= What the task requires =
Your task is to copy each line of the material that holds the word "FIND".

= Dataset records =

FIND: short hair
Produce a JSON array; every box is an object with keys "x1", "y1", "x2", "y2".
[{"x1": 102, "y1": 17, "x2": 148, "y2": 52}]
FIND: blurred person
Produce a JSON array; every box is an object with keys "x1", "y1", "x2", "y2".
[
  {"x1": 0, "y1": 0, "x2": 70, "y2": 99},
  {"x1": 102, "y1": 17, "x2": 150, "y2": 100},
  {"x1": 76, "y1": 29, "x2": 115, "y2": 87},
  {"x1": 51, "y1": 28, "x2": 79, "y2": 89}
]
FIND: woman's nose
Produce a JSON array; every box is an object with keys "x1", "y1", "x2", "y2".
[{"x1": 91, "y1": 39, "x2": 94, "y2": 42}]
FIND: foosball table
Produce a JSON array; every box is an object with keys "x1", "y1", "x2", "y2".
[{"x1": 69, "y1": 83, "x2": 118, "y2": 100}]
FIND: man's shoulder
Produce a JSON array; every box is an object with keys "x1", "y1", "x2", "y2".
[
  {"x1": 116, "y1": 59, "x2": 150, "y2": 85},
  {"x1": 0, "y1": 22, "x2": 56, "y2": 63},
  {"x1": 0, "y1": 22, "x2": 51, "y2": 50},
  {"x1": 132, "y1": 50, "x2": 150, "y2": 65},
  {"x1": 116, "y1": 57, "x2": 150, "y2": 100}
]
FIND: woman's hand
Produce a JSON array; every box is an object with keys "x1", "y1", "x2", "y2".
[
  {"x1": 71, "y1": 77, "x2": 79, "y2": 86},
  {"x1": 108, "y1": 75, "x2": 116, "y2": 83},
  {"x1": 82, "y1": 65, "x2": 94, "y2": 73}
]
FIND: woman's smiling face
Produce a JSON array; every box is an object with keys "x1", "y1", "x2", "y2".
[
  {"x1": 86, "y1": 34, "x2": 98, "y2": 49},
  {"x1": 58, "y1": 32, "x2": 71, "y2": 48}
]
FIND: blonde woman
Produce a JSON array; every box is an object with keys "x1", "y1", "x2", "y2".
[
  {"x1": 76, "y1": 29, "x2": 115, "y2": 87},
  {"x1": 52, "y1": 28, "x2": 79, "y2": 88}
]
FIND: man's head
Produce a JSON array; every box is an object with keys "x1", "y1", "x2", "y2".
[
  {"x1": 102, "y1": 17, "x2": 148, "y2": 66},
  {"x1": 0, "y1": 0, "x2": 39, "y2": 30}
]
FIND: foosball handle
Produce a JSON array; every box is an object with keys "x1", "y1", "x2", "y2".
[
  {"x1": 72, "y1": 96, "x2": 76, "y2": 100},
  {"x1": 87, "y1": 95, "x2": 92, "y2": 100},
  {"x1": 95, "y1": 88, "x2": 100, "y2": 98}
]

= Solution to this task =
FIND: short hair
FIND: blurred person
FIND: woman's nose
FIND: foosball table
FIND: man's shoulder
FIND: woman's hand
FIND: woman's smiling face
FIND: blonde woman
FIND: man's head
FIND: foosball handle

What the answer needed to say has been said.